**** WORKING DATA ****

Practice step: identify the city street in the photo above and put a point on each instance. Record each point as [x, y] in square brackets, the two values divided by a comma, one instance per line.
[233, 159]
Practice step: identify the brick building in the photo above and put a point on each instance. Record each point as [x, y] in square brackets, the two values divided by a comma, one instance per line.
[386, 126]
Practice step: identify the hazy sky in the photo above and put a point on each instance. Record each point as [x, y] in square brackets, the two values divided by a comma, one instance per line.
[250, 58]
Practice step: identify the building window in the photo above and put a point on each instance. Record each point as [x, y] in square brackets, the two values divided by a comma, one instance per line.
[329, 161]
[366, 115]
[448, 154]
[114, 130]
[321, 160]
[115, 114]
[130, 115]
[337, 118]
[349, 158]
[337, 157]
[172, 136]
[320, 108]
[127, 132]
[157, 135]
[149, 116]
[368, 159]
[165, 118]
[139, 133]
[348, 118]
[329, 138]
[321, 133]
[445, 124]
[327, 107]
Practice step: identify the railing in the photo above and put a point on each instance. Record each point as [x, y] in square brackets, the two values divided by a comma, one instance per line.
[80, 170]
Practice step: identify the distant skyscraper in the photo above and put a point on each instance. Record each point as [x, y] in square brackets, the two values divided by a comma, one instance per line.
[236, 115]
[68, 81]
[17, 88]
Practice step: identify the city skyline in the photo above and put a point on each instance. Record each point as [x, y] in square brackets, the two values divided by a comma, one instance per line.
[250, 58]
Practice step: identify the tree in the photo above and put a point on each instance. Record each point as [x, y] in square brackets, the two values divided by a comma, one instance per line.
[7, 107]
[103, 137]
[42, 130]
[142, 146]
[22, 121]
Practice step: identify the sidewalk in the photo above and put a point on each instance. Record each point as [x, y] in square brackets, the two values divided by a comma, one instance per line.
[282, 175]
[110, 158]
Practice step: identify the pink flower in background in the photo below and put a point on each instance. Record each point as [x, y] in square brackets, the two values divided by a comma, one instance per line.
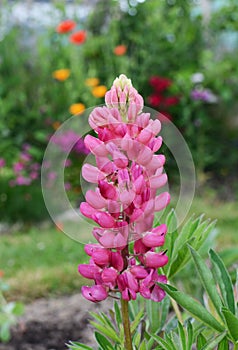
[18, 167]
[70, 140]
[2, 162]
[125, 198]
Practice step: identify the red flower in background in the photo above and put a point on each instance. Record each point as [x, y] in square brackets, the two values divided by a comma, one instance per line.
[120, 50]
[155, 100]
[159, 83]
[171, 101]
[78, 38]
[159, 97]
[66, 26]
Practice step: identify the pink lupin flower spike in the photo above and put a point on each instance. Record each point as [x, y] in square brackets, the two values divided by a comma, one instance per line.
[128, 173]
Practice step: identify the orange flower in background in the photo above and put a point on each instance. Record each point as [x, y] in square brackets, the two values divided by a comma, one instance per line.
[59, 226]
[92, 82]
[56, 125]
[77, 108]
[120, 50]
[99, 91]
[65, 26]
[78, 38]
[61, 74]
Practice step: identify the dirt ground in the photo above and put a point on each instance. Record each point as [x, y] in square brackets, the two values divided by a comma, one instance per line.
[48, 324]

****

▶ _TASK PROMPT_: Reproduce the entries above verbatim, line for line, from the first to the last. Omit the pictures from your copy.

▶ _RESPONSE FOR THIS EXERCISE_:
Practice step: identify the city street in the photo above and put a point on each instance. Record each point as [x, y] in square brackets, the two values divided by a comma, one instance per line.
[233, 159]
Practice step: identify the brick building in the photo above and put a point on each instance. Record each point as [x, y] in square brackets, the two values divided by a comma, one instance per line.
[386, 126]
Practice step: identify the hazy sky in the photo above and put a point on each instance. Record each point as [x, y] in square brackets, the two values divided by a comma, one instance per line.
[250, 58]
Practice step: identify the building window in the photo above and put a point on each instance. Record each point as [x, y] in square brackets, the two values divided by a comma, one instance per line.
[329, 161]
[366, 115]
[448, 154]
[114, 130]
[321, 160]
[115, 114]
[130, 115]
[337, 118]
[349, 158]
[337, 157]
[172, 136]
[320, 108]
[127, 132]
[157, 135]
[149, 116]
[368, 159]
[165, 118]
[139, 133]
[348, 118]
[329, 138]
[321, 133]
[445, 124]
[327, 107]
Practice step: identify the railing in the photo above and put a point on each instance. Record each point as [x, y] in square brackets, the two values divided by a comma, one instance per line.
[80, 170]
Practice step: identify the distant skyscraper in the photo above and put a point on each instance. Record each point as [x, y] in square brackets, the two values divided by a comma, one instance per line.
[236, 115]
[68, 81]
[17, 88]
Practice step: identify the city skyline in the photo above and put a point on each instance. Record each point as [x, y] in square brackets, the two values divided by a comma, one instance per line.
[250, 58]
Practice step: identify the tree in the photo above and put a point on each instance. Record each point as [x, y] in square brackets, the two values divided by a comma, one instance per line.
[7, 107]
[103, 137]
[42, 130]
[142, 146]
[22, 121]
Practice step: identify the sidewalk in the photo above and put a point on each instance. Record each point as [x, y] in square brackets, the two values divided by a comma, one instance per line.
[282, 175]
[110, 158]
Practice step: identify the pink flower in background in the photo below and put a point on each instance. Record each point as [x, y] in square brackets, the two values divided by a comma, one instance per line.
[18, 167]
[70, 140]
[2, 162]
[125, 198]
Practice step: identify the red flower in background in the photo above and put a point on each instance. Record each point as [x, y] in square brackets, the two values divided by a comma, one instance per line.
[120, 50]
[155, 100]
[159, 83]
[171, 101]
[78, 38]
[159, 97]
[66, 26]
Practice step: identify the pink lupin flower spike in the photo above and put a point on each instance. Record each point as [x, y] in square brackets, the two values divided by a comma, one instance per line.
[128, 173]
Practice step: identify the orange flower in background in the photo above and put a point on each instance. Record each point as [x, y] in square brackets, the two values divided by a comma, one instance per line.
[59, 226]
[92, 82]
[56, 125]
[77, 108]
[120, 50]
[99, 91]
[65, 26]
[78, 38]
[61, 74]
Practice step: identify the dirt ground in the photo above and put a point on each instance. Record each point as [x, y] in square brackets, the two values divided by a comma, one instance per line.
[48, 324]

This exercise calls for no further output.